_What is needed_
Each record below should be written out again exactly as given.

Dataset entries
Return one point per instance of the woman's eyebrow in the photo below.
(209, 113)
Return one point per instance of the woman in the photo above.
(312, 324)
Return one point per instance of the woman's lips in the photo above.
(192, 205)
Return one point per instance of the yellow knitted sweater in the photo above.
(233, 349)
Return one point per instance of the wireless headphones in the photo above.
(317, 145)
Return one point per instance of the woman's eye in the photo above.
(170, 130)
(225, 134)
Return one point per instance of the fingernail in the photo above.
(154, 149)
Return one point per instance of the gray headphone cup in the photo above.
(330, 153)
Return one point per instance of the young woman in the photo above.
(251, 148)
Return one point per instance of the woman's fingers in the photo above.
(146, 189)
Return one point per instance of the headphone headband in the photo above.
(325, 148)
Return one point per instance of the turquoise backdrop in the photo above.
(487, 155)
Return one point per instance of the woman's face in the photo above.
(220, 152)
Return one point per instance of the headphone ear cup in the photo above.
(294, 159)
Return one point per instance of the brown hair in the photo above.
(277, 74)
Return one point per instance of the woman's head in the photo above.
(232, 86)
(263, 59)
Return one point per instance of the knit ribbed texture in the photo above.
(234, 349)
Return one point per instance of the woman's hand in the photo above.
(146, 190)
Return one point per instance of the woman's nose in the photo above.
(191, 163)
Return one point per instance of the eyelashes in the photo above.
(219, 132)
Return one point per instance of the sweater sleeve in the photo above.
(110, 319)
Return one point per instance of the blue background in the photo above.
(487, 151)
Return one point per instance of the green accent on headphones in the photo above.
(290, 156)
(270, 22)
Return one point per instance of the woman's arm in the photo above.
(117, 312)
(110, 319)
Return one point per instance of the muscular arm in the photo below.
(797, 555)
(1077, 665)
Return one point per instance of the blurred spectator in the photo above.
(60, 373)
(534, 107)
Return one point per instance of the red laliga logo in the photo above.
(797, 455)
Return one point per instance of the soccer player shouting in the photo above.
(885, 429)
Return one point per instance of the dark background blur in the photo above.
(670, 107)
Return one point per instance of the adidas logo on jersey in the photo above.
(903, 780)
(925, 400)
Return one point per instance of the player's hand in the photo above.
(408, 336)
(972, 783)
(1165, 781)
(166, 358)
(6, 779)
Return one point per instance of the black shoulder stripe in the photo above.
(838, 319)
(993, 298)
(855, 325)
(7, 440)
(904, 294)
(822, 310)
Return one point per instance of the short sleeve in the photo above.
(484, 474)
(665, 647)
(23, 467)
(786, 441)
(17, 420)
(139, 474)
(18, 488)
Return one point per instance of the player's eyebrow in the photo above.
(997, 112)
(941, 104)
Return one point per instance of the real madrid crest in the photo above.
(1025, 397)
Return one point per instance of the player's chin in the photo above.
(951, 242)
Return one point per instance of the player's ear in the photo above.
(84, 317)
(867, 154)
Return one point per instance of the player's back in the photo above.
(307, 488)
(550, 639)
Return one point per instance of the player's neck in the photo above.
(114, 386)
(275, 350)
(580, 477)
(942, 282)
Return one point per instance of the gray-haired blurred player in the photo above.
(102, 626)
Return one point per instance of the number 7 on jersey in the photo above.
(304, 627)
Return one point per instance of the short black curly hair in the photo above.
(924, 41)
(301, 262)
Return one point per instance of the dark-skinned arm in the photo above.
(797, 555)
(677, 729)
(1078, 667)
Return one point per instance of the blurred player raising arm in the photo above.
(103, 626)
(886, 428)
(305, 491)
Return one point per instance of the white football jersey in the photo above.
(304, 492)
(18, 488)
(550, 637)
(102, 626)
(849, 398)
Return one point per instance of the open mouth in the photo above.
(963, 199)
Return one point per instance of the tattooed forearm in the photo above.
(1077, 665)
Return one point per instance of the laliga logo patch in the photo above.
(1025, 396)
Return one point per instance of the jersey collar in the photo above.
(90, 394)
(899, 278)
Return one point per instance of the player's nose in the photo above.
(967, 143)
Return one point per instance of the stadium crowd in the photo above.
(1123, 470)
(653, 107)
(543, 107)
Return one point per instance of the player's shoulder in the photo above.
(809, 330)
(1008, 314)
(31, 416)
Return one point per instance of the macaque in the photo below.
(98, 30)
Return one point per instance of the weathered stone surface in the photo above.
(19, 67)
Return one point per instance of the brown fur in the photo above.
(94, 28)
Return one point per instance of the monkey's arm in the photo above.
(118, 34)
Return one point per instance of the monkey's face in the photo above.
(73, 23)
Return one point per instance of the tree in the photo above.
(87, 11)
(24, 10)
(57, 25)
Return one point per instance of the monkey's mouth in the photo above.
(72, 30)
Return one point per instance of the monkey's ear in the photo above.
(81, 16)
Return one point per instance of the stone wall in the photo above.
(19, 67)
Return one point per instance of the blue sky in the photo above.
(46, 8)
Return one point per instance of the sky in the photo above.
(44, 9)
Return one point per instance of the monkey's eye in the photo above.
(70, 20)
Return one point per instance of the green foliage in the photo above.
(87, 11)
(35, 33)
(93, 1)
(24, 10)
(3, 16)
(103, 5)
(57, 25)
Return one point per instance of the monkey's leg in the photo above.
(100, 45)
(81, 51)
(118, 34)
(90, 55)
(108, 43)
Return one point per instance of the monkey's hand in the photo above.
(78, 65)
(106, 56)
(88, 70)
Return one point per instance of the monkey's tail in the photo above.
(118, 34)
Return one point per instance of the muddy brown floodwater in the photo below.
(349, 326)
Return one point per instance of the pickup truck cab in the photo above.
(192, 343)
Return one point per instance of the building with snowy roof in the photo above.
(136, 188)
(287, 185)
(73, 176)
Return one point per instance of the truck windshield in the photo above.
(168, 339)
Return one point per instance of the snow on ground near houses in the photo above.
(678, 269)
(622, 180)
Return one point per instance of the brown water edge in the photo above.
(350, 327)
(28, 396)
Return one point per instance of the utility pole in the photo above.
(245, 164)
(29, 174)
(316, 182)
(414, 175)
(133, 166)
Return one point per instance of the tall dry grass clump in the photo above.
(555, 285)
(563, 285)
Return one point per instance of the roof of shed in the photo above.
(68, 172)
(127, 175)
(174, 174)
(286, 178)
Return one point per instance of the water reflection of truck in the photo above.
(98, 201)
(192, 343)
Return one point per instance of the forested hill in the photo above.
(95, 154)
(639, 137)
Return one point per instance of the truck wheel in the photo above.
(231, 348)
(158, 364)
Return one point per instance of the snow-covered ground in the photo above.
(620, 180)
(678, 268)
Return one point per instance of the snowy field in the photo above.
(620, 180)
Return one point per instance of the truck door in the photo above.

_Answer to the problem_
Return one point per instance of the woman's eyebrow in the photo below.
(209, 113)
Return one point per instance of the woman in the photo above.
(312, 324)
Return one point per instance of the woman's lips in the photo above.
(192, 205)
Return one point per instance of the yellow knitted sweater in the photo above.
(233, 349)
Return one point per instance of the wireless headphones in the photo above.
(317, 145)
Return one point per instance of the woman's eye in the photo above.
(170, 130)
(225, 134)
Return one point per instance of the fingernail in the photo above.
(154, 149)
Return one point per instance of the gray headphone cup in the photo above.
(330, 153)
Return one point per instance of the young woman in the photo above.
(251, 148)
Return one point per instance of the woman's fingers in the photo above.
(146, 189)
Return one point per instance of the headphone headband in the photo above.
(325, 148)
Return one point per instance of the turquoise backdrop in the photo above.
(487, 155)
Return one point per instance of the woman's face in the photo above.
(220, 152)
Return one point per instance of the headphone ear cup in the photo above.
(294, 159)
Return one point per instance of the brown hair in the photo above.
(277, 74)
Return one point per instance of the woman's head in the photo above.
(232, 86)
(263, 59)
Return one point per instance of the knit ribbed texture in the photo above.
(234, 349)
Return one point per instance of the woman's hand in the photo above.
(146, 190)
Return one point per instance of the woman's nose in the photo above.
(191, 163)
Return one point per instance of the eyelashes in the photo above.
(219, 132)
Return one point per instance of the sweater sleeve in the photo above.
(110, 319)
Return one point per instance of the blue background in the photo above.
(487, 151)
Return one point per instance of the green accent on headphones in the photo above.
(290, 156)
(270, 22)
Return one point per instance of the woman's arm in the photo above.
(117, 312)
(110, 319)
Return one point per instance of the muscular arm in the photo below.
(797, 555)
(1077, 665)
Return one point per instance of the blurred spectator in the photo above.
(60, 373)
(534, 107)
Return one point per instance of the red laliga logo in the photo above.
(797, 455)
Return one point per instance of the soccer player shouting in the photo above.
(885, 429)
Return one point per instance of the dark background blur in the photo above.
(670, 107)
Return one point per instance of the adidas logo on jersey in the photo above.
(903, 780)
(925, 400)
Return one point per instance of the player's hand in the photo above.
(408, 336)
(972, 783)
(1165, 781)
(166, 358)
(6, 779)
Return one point per instance of the black shoulder stripe in the photo above.
(838, 319)
(993, 298)
(855, 325)
(7, 440)
(904, 294)
(822, 310)
Return one point per instance of the short sleeve in the photo above.
(484, 474)
(665, 647)
(23, 467)
(786, 441)
(17, 420)
(139, 474)
(18, 488)
Return one point per instance of the player's eyebrow in the photo above.
(997, 112)
(941, 104)
Return one point per instance of the real madrid crest in the photo above.
(1025, 397)
Return one point per instance of the player's chin in the photo above.
(951, 242)
Return one point per instance of the player's ear in the photo above.
(84, 317)
(867, 154)
Return one point per instance of the player's back in the photo above.
(307, 488)
(550, 639)
Return one point per instance of the player's neck in the photo above.
(114, 386)
(275, 350)
(580, 477)
(942, 282)
Return one point per instance of the gray-haired blurred player in the photo above.
(102, 626)
Return one point per instance of the number 7 on jersey in the photo above.
(304, 627)
Return one point per instance of the short black curly hair in the photo above.
(924, 41)
(301, 262)
Return one point per instance of the dark-skinned arm in the photo above.
(797, 555)
(677, 729)
(1078, 667)
Return one point per instance of the blurred player raising arm in the photo above.
(103, 626)
(886, 428)
(305, 491)
Return one point per instance of the white football jersey in the photo above.
(304, 492)
(18, 488)
(550, 637)
(102, 626)
(849, 398)
Return one point per instance of the open mouth in the photo above.
(963, 199)
Return one point per instance of the tattooed forearm in the photo above.
(1077, 665)
Return one point per instance of the laliga logo patch in the photo above.
(1025, 396)
Return one point per instance of the jersey collar in the photo above.
(90, 394)
(899, 278)
Return one point per instance of the player's nose in the photo above.
(967, 143)
Return one point per instance of the stadium crowd in the photo above.
(1123, 470)
(653, 107)
(543, 107)
Return one point per instance of the player's shoulder in the photo above.
(809, 330)
(1008, 314)
(31, 416)
Return one point per instance of the macaque in the photo below.
(98, 30)
Return one point per instance of the weathered stone surface in the photo above.
(19, 67)
Return one point per instance of the brown fur in the photo above.
(94, 28)
Return one point per instance of the monkey's arm in the photo above.
(118, 34)
Return one point per instance of the monkey's face in the photo above.
(73, 23)
Return one point per instance of the tree in the photo above.
(87, 11)
(24, 10)
(57, 25)
Return one point per instance of the monkey's mouth in the photo above.
(72, 30)
Return one point per instance of the monkey's ear in the photo above.
(81, 16)
Return one point per instance of the stone wall in the photo above.
(19, 67)
Return one point per instance of the blue sky in the photo above.
(46, 8)
Return one point per instance of the sky in the photo above.
(44, 9)
Return one point per instance of the monkey's eye in the photo above.
(70, 20)
Return one point per instance of the green foliage in the photo above.
(87, 11)
(35, 33)
(93, 1)
(24, 10)
(3, 16)
(103, 5)
(57, 25)
Return one point per instance of the monkey's leg in the photo above.
(100, 45)
(81, 51)
(118, 34)
(90, 55)
(108, 43)
Return one point per instance of the monkey's hand in the photo above.
(78, 65)
(106, 56)
(88, 70)
Return one point per instance of the monkey's tail in the photo above.
(118, 34)
Return one point per instance of the muddy brown floodwater in the photo below.
(349, 326)
Return one point per instance of the pickup truck cab in the photo above.
(192, 343)
Return one point per instance of the building with snowy roof in the photo above.
(136, 188)
(287, 185)
(73, 176)
Return one point per instance of the truck windshield in the photo above.
(168, 339)
Return one point per instance of the snow on ground near houses in the photo above.
(678, 269)
(622, 180)
Return one point per instance of the brown water edge in the photo above.
(350, 327)
(28, 396)
Return one point per instance of the utility pole in the photo above.
(245, 164)
(29, 174)
(316, 182)
(414, 175)
(133, 166)
Return one point per instance of the tall dry grass clump in the photo above.
(555, 285)
(563, 285)
Return one point per instance of the roof of shed in the photo above.
(68, 172)
(127, 175)
(174, 174)
(286, 178)
Return one point per instance of the water reflection of truck in the photo above.
(98, 201)
(192, 343)
Return one point per instance of the forested hill in the photo above.
(95, 154)
(639, 137)
Return one point per instance of the truck wheel in the photo above.
(231, 348)
(158, 364)
Return one point per instance of the snow-covered ground in the photo above.
(620, 180)
(678, 268)
Return one point per instance of the snowy field in the photo above.
(620, 180)
Return one point per instance of the truck door in the photo above.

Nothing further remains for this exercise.